**INSTRUCTION 1**
According to the excerpt on thread stacks below, what happens when the Stack pointer goes beyond offset zero?
— start of QUOTED TEXT —
The TLS is a private copy that every thread has. This copy is
saved in the thread's Stack just like local variables in a function, and since
it is on the thread's private Stack then other threads do not use it. All
threads share the same address space of the parent process and so all the Stacks
that belong to these threads are visible by all other threads. The Stack is a
buffer in memory. The special thing about the Stack is that it is managed
automatically by the CPU.
Calling a function pushes the return address to the Stack.
Local variables and some function parameters are also pushed to the Stack. When
the code does not need the data it is released from the Stack, an action called
pop.
See this possible Stack frame:
| Address |
Meaning |
| 1024 |
Start of Stack |
| 1020 |
Second data |
| 1016 |
Third data |
| ....... |
........ |
| 512 |
Return Address Func1 |
| 508 |
Parameter 1 (int) |
| 504 |
Parameter 2 (double) |
| 496 |
Local Variable (int) |
| 492 |
Return Address Func2 |
| 488 |
Return Address Func3 |
| 484 |
End of Stack |
The Stack has a pointer that starts with the highest address
and counts down. When it goes beyond offset zero we get a Stack Overflow. The
table above displays a state of the thread when it is currently running the code
in function Func3 that was called from Func2 that was called from Func1. Here is
the equivalent code:
int Func1 ( int param1, double param2 )
{
int localVar = 5;
Func2( );
return 0;
}
int Func2 ( )
{
Func3();
return 0;
}
int Func3 ( )
{
return 0;
}
The thread is now executing the code in function Func3
and even so it can still see the data that is stored in the variables that are
local to function Func1 and the parameters sent to Func1. In other
words the thread can access data that is berried deep down in the Stack no
matter where it is.
Now think about the following function as the main function
of all the threads in my application (this code is C++):
void* ThreadMainProc ( void* pThParam)
— end of QUOTED TEXT —
**INSTRUCTION 2**
Filter the listing below and copy every line containing the string "Target", treating uppercase and lowercase as different.
— start of PROVIDED DATA —
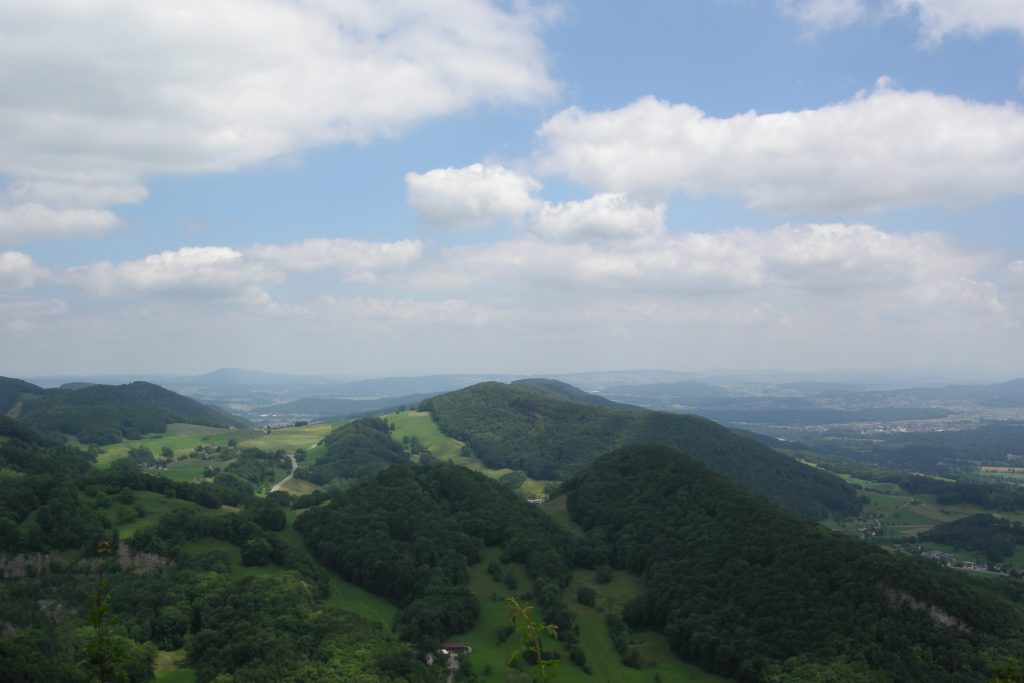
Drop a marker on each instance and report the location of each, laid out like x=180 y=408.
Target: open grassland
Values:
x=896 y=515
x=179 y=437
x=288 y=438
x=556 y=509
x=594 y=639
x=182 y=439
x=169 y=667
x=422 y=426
— end of PROVIDED DATA —
— start of PROVIDED DATA —
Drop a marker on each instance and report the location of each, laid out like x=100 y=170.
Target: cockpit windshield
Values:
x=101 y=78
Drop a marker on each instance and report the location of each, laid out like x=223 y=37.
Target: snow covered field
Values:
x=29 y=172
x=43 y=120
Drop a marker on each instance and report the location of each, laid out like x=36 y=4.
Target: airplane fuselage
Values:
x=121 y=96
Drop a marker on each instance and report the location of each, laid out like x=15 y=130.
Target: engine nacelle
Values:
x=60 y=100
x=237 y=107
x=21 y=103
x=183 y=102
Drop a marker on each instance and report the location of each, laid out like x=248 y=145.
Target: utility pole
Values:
— end of PROVIDED DATA —
**RIGHT ANSWER 1**
A Stack Overflow occurs.

**RIGHT ANSWER 2**
Target: open grassland
Target: cockpit windshield
Target: snow covered field
Target: airplane fuselage
Target: engine nacelle
Target: utility pole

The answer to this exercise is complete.